Texte fourni ->
Je dirai à votre intention une messe, à 7 heures du matin. J’irai dire la messe de minuit aux Carmélites et, comme elles doivent me donner leurs communions, je les prendrai pour vous les donner. Si ensuite vous voulez faire part de ces petits cadeaux à vos Soeurs, libre à vous. C’est vous que j’envisage d’abord et pour qui je prierai particulièrement; mais vous ne trouverez pas mauvais que je pense à vos soeurs, dont l’oeuvre m’est si chère.

J’arrive à vos questions. Je pense que vous ne devez pas avoir grand scrupule de vos lâchetés pour la mortification, pendant qu’il faisait si froid. Nos pauvres Carmélites ont bien pris, elles aussi, des précautions. Je suis bien plus fâché de vos manquements à l’oraison, pendant un temps où il vous importait tant de prier. Qui sait si un peu plus de prières n’eût pas disposé un peu mieux l’esprit de M. Gaume?

Mon opinion bien formelle relativement à la partie de la règle, où l’on vous charge de disposer la forme, est que vous devez rester le plus possible derrière les expressions qui choqueront le moins et réserver le reste pour le Directoire, de façon toutefois que, lorsqu’il s’agira de faire approuver les articles à Rome, le Directoire puisse dans les points décisifs être placé dans la règle. Cette marche me paraît avantageuse. M. Gaume n’est pas éternel et, pourvu que votre Directoire maintienne votre esprit, le reste est peu de chose. Vous pourrez, d’ici là, vous emparer de M. Gabriel et, s’il s’attache à vous, il pourra vous être fort utile pour un voyage à Rome, dans le cas où je ne pourrais pas me charger de le faire. L’approbation sous l’autorité de l’évêque, selon le saint Concile de Trente, est une perfection.

(Lignes du jeu de données)
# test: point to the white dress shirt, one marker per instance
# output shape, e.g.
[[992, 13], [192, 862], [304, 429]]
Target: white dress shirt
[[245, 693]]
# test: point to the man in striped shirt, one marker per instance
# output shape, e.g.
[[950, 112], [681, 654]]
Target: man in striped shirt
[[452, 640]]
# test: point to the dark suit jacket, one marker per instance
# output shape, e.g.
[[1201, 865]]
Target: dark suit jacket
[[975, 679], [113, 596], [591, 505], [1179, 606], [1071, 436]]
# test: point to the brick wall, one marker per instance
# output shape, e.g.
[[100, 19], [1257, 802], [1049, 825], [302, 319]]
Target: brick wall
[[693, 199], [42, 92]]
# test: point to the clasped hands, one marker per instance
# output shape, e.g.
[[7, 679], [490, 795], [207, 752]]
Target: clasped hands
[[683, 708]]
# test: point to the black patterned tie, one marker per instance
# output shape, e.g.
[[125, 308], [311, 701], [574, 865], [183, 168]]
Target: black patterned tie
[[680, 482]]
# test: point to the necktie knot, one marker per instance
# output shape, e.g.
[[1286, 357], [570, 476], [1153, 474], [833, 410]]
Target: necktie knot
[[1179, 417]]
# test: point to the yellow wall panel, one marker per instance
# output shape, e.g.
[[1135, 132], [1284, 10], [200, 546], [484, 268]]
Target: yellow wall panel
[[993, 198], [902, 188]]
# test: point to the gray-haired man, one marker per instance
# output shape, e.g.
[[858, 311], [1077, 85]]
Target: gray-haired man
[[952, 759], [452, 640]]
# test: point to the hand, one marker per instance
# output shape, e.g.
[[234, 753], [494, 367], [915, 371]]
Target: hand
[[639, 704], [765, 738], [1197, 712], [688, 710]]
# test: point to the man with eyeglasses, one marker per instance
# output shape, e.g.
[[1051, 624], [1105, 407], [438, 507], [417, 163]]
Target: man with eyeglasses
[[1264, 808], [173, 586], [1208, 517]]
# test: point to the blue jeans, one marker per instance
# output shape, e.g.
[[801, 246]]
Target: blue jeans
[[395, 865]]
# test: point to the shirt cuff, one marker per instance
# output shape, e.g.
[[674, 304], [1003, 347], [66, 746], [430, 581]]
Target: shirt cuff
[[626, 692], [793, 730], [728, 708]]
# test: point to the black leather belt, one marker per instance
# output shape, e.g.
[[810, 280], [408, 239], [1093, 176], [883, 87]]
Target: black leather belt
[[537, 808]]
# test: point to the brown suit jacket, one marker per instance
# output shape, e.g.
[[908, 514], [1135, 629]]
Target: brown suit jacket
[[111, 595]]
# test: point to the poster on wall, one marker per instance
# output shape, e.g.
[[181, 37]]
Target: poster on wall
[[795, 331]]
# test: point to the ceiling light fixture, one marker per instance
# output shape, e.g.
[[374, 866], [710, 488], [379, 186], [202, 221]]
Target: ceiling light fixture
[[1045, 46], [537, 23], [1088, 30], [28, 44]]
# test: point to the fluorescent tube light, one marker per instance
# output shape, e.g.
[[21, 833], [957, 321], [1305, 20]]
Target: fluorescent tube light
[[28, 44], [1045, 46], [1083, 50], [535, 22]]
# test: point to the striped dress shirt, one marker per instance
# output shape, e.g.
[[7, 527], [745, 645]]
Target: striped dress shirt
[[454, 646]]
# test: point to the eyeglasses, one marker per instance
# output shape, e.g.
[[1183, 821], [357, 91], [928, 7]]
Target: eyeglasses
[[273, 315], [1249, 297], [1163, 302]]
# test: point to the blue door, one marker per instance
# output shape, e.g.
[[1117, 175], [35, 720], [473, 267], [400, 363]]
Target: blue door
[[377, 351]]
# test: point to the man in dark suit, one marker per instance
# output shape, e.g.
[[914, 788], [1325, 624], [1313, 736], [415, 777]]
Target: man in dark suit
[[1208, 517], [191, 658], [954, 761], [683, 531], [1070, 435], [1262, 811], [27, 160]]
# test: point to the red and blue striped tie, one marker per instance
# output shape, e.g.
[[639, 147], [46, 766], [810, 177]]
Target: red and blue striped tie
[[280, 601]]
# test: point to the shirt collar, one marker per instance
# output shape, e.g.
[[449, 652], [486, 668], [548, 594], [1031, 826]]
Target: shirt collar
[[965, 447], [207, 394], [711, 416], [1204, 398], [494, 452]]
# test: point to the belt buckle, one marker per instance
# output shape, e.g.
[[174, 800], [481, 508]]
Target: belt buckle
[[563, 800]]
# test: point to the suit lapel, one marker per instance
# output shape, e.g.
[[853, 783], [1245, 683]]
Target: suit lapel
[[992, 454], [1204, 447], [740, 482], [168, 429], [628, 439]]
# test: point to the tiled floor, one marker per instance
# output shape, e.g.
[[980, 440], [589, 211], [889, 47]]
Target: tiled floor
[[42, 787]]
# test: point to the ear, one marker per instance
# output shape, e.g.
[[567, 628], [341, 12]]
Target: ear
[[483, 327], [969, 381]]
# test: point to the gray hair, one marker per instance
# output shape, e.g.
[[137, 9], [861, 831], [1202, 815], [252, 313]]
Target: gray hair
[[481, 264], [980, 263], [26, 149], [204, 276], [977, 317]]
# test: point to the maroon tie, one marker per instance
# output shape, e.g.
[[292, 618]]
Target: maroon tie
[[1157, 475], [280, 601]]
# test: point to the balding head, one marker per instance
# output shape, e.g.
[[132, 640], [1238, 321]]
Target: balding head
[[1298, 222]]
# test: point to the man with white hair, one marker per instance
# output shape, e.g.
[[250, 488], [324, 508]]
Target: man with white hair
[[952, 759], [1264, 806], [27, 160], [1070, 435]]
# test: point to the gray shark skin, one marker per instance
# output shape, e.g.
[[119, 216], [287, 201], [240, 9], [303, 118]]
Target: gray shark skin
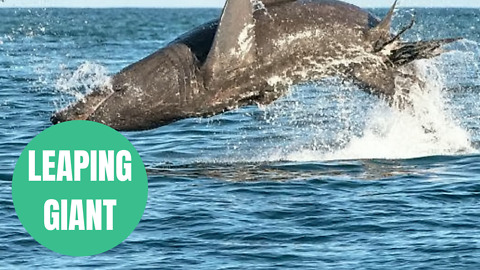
[[251, 55]]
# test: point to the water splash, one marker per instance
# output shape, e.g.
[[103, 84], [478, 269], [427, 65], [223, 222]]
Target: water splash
[[87, 77], [334, 120]]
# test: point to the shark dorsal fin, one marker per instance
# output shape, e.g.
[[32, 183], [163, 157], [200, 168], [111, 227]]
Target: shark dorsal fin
[[381, 33], [234, 43]]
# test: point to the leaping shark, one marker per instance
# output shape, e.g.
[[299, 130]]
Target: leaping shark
[[251, 55]]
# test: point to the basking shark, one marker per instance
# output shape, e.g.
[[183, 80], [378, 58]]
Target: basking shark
[[251, 55]]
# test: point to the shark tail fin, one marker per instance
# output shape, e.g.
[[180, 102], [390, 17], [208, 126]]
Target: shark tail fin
[[406, 52]]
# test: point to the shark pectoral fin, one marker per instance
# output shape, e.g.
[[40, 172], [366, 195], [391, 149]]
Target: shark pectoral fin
[[406, 52], [234, 43], [380, 34]]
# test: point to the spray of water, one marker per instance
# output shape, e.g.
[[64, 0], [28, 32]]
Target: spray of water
[[429, 127], [80, 82]]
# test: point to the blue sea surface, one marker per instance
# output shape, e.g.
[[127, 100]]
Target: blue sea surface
[[328, 177]]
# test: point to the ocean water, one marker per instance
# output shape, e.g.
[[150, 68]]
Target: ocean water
[[326, 178]]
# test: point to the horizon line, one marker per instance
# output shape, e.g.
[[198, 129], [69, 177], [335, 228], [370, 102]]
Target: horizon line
[[203, 7]]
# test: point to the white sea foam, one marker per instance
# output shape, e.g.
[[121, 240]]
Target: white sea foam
[[87, 77], [430, 128]]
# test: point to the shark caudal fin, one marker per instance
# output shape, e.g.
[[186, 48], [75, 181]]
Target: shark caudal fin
[[234, 43], [406, 52], [401, 53]]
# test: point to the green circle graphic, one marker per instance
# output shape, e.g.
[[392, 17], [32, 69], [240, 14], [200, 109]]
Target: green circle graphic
[[80, 188]]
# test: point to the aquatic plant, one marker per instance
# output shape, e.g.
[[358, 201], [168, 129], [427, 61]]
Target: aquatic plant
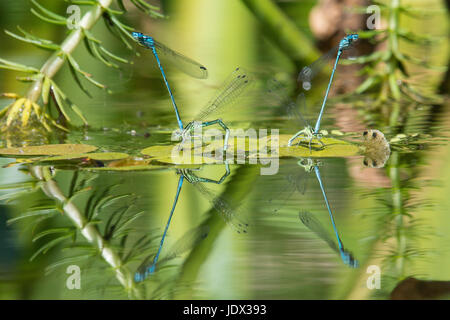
[[33, 106]]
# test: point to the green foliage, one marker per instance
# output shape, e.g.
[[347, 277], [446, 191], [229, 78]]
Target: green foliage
[[43, 87], [386, 69]]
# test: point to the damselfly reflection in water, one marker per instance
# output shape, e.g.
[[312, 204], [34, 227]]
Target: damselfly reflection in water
[[233, 87], [230, 214], [296, 112], [313, 224], [296, 181], [183, 63], [187, 242]]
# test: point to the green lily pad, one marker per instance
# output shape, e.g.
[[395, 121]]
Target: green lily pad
[[48, 150], [102, 156], [333, 148]]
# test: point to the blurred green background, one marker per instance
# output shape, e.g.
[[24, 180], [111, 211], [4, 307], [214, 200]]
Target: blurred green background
[[394, 217]]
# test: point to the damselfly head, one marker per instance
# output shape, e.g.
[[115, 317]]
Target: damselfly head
[[349, 259], [137, 35]]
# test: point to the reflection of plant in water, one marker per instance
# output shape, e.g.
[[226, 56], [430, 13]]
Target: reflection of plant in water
[[26, 110], [102, 230]]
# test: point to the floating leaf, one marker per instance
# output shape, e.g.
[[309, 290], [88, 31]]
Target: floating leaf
[[102, 156], [51, 149], [333, 148]]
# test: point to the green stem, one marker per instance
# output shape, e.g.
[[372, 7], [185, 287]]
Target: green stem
[[283, 31], [56, 61]]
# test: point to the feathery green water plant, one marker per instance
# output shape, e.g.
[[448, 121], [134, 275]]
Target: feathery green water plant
[[32, 108], [386, 69]]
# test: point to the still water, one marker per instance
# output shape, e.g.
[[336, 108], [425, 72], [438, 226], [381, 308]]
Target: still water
[[82, 227]]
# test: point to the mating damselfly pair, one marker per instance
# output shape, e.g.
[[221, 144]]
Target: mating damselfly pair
[[232, 88], [236, 84]]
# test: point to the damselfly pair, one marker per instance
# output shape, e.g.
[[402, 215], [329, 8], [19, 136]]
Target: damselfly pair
[[232, 88], [308, 133], [231, 215], [296, 182]]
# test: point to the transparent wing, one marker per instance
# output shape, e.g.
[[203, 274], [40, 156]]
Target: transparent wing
[[233, 87], [293, 182], [232, 216], [188, 241], [183, 63], [308, 73], [294, 110], [313, 224], [299, 110]]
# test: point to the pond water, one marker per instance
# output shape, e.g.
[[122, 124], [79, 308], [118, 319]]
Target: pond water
[[252, 236]]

Tâches ->
A) Recopiez sans rien changer le passage de la lettre qui commence par « J’arrive à vos » et va jusqu'à « de M. Gaume? ».
B) D'après la lettre, à quelle heure sera dite la messe prévue à l'intention du destinataire ?
C) Pour chaque phrase ci-dessous, dites si elle est d'accord avec la lettre (oui ou non), en citant les mots de la lettre qui le montrent.
(i) La messe de minuit sera dite chez les Carmélites.
(ii) L'auteur se soucie plus des faiblesses dans la mortification que des manques dans l'oraison.
(iii) L'approbation sous l'autorité de l'évêque est vue comme une perfection.
Vous n'avez pas besoin des lignes pour la suite.

Réponses par tâche ->
A)
J’arrive à vos questions. Je pense que vous ne devez pas avoir grand scrupule de vos lâchetés pour la mortification, pendant qu’il faisait si froid. Nos pauvres Carmélites ont bien pris, elles aussi, des précautions. Je suis bien plus fâché de vos manquements à l’oraison, pendant un temps où il vous importait tant de prier. Qui sait si un peu plus de prières n’eût pas disposé un peu mieux l’esprit de M. Gaume?

B) À 7 heures du matin.

C)
(i) Oui : « J’irai dire la messe de minuit aux Carmélites »
(ii) Non : « Je suis bien plus fâché de vos manquements à l’oraison »
(iii) Oui : « L’approbation sous l’autorité de l’évêque, selon le saint Concile de Trente, est une perfection. »